§ **Text**:
IT Workforce Composition and Characteristics

Women are under represented in the Information Technology (IT) workforce. In the United States, although women make up about forty five percent of the overall labor force they make up only about thirty five percent of the IT workforce. (Information Technology Association of America 2003, p. 11). Within IT, women’s representation declines as one moves up to higher level occupations. While women are relatively more numerous among data entry keyers and computer operators, they are relatively less likely to be found in high level occupations like systems analysts and computer programmers.

The relatively low representation of women in IT fields parallels a broader pattern of gender differentials in other scientific and technical fields. In all science, technology, engineering and mathematics fields combined, women held 25.9 percent of jobs in 2003. Women’s representation varies widely by sub-fields, however: 65.8 percent of psychologists and 54.6 percent of social scientists are women, but only 10.4 percent of engineers, and 37.4 percent of natural scientists (Commission on Professionals in Science and Technology 2004, p. 2).

Over the course of the past 100 years there has been a dramatic change in women’s economic role. In 1900 only one in five adult women worked outside the home, and most of these were young and unmarried (Goldin 1990, ch. 1). Since then male and female labor force participation rates have tended to converge. Between 1900 and 1950 there was a gradual expansion of women’s labor force participation. After World War II the pace of change accelerated sharply as more married women entered the labor force. During the 1960s and early 1970s a series of legal changes significantly broadened protection of women’s rights ending essentially all forms of overt discrimination (Fuchs 1988, chs. 1-2; Long 2001, pp. 9-10). The removal of these barriers in combination with the availability of cheap and reliable birth control technology greatly facilitated the entry of women into higher education, and technical and professional positions (Goldin and Katz 2002).

Nevertheless, as the figures cited at the outset reveal, women’s participation in IT and other technical fields has not increased as rapidly as it has in less technical fields. And in striking contrast to the general trend toward increasing female participation in most areas of the workforce, women’s share of the IT workforce in the United States has actually declined over the past two decades. Any effort to explain gender differences in IT must begin with an understanding of how the number, characteristics and pay of women in IT have evolved over time, and across different sub-fields within IT. This chapter provides a foundation for this analysis by documenting recent changes in the number of women employed in IT, their demographic characteristics and relative pay.

Pointing dataset excerpts
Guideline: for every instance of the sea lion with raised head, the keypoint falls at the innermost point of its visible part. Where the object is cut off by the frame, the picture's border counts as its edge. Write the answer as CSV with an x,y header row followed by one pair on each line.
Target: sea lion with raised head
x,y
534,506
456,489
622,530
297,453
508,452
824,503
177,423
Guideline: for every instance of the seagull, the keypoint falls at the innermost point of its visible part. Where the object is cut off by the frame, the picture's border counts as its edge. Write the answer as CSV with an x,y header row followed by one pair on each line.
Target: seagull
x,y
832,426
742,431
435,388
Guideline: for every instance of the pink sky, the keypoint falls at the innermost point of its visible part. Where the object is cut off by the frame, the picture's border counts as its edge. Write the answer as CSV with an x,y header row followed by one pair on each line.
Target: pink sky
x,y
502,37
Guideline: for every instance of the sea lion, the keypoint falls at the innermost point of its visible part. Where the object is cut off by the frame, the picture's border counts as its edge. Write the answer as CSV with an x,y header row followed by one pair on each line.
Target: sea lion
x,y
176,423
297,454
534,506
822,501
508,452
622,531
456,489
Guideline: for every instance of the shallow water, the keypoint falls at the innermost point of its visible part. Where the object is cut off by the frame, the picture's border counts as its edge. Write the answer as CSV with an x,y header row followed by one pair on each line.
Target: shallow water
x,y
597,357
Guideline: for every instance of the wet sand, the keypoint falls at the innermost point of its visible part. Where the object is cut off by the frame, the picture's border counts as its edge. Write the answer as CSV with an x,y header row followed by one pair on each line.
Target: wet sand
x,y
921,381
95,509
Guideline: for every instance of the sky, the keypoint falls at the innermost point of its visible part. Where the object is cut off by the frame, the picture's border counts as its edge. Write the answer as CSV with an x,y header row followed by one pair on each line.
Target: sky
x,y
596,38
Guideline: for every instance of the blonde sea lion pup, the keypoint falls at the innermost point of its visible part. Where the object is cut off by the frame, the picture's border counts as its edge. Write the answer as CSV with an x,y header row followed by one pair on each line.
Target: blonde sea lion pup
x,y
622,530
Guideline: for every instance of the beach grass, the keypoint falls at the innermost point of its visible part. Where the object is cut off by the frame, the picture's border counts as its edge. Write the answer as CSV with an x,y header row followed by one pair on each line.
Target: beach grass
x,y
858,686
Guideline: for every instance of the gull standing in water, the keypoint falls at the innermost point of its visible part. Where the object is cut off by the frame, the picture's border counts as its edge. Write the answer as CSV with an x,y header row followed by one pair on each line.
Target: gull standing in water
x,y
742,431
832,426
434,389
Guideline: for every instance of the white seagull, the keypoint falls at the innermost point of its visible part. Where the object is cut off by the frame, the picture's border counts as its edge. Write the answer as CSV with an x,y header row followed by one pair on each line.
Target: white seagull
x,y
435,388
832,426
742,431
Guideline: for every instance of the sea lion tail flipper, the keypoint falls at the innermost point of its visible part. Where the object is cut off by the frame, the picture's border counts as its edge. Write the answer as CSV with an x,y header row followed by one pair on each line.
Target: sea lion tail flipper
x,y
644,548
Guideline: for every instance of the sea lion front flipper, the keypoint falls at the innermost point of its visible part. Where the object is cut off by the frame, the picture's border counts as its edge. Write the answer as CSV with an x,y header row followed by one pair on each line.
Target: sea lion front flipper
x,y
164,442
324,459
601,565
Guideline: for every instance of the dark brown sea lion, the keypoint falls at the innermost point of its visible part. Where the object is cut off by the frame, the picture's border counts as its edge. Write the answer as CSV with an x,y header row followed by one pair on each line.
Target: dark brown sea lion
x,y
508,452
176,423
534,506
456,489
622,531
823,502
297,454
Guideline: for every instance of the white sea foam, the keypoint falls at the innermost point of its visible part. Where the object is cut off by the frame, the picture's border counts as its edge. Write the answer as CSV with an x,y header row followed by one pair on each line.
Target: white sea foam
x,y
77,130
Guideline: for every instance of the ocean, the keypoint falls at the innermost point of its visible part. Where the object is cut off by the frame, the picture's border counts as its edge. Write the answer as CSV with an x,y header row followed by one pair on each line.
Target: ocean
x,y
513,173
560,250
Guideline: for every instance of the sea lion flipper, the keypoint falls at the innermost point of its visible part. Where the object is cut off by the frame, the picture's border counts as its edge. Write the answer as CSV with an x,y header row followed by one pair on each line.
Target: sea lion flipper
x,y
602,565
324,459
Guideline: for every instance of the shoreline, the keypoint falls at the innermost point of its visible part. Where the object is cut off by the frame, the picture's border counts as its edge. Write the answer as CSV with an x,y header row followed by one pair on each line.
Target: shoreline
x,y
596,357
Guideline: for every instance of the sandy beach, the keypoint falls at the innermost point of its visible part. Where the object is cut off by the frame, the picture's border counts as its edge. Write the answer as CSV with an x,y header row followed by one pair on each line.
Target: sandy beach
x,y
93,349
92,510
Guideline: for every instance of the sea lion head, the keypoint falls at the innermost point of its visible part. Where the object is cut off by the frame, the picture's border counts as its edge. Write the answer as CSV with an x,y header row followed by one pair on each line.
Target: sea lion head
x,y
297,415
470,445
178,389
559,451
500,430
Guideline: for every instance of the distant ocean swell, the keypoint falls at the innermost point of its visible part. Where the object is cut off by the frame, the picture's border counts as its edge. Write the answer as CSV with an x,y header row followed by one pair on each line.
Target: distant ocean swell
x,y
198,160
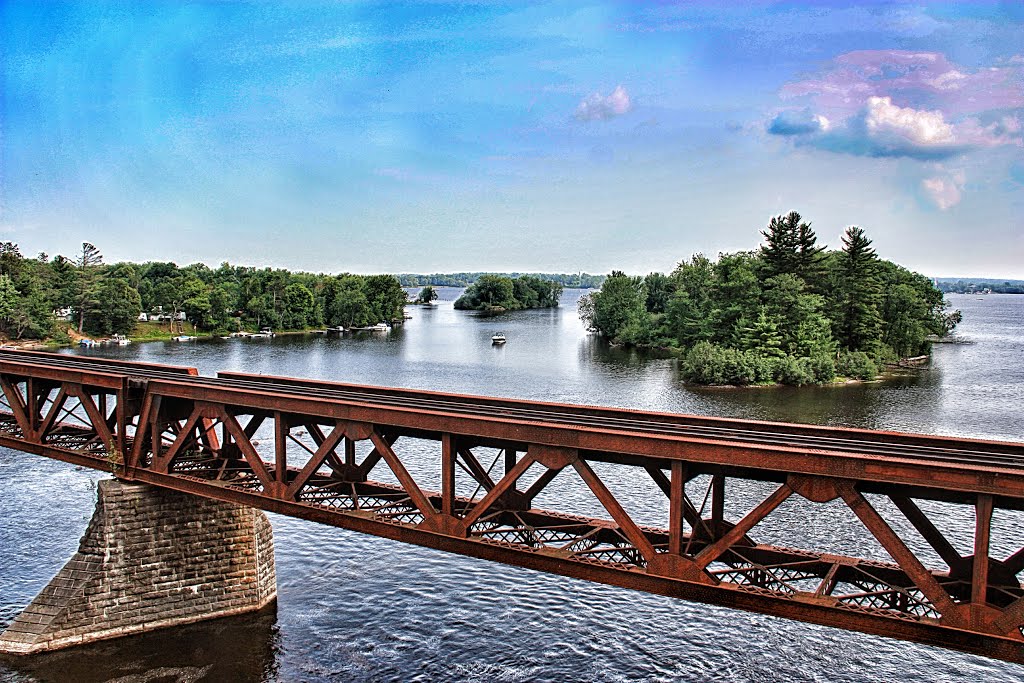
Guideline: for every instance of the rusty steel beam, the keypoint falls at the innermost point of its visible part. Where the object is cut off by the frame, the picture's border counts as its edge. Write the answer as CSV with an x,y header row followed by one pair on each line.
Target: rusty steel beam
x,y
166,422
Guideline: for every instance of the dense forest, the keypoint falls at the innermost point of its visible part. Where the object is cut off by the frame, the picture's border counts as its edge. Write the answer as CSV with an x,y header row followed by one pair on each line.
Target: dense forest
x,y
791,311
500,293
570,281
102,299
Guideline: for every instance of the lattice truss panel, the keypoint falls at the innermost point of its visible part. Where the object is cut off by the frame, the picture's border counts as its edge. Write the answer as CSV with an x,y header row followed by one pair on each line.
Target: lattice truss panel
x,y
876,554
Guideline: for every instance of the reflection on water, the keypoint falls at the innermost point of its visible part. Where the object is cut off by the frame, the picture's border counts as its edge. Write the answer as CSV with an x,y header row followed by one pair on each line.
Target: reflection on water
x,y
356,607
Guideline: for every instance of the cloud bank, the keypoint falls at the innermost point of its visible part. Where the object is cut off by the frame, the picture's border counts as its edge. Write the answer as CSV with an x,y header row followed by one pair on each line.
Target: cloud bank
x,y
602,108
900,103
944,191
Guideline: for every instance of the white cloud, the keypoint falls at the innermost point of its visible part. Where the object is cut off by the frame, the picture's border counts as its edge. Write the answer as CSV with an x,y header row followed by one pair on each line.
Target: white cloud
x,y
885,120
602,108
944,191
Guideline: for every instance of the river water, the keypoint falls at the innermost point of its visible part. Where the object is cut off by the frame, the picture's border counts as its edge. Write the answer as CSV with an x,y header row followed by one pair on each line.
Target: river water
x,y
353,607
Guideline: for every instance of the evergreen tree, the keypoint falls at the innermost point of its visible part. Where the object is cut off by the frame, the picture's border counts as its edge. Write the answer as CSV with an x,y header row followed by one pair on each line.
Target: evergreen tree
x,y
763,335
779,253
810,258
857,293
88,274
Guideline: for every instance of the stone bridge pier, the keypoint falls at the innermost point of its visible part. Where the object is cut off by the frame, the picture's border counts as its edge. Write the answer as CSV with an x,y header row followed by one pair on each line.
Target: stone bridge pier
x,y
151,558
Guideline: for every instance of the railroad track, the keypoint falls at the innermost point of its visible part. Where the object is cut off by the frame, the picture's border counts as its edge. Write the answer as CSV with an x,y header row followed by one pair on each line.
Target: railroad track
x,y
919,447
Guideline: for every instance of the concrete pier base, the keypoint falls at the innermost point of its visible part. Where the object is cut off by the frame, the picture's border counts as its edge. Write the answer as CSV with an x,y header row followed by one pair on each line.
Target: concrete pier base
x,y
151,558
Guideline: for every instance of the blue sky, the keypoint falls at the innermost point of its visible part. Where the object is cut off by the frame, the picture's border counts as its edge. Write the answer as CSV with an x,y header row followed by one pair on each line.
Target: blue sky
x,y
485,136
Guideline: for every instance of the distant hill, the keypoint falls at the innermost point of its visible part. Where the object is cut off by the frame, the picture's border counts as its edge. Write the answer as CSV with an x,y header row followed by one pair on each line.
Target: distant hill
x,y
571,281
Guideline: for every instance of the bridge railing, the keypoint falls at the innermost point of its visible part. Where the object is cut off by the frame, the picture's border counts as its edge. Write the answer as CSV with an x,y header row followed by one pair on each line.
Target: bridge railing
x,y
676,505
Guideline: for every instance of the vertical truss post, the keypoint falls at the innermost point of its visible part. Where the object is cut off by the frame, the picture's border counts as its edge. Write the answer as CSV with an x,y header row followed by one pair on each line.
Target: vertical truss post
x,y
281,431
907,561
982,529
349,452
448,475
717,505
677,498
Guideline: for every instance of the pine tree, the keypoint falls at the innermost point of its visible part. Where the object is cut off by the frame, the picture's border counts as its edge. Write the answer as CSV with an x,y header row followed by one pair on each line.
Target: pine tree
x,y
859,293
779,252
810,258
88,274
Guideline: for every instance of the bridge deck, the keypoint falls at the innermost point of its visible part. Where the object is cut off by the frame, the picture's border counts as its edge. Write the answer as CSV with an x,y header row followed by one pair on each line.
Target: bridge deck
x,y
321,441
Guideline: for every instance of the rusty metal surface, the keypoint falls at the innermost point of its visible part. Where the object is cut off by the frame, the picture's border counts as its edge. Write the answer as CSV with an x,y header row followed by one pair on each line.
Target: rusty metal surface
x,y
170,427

§ **The request**: Can you repeat, word for word, the stretch of the text on women in the IT workforce from "Nevertheless, as the" through "and relative pay."?

§ **Answer to the exercise**:
Nevertheless, as the figures cited at the outset reveal, women’s participation in IT and other technical fields has not increased as rapidly as it has in less technical fields. And in striking contrast to the general trend toward increasing female participation in most areas of the workforce, women’s share of the IT workforce in the United States has actually declined over the past two decades. Any effort to explain gender differences in IT must begin with an understanding of how the number, characteristics and pay of women in IT have evolved over time, and across different sub-fields within IT. This chapter provides a foundation for this analysis by documenting recent changes in the number of women employed in IT, their demographic characteristics and relative pay.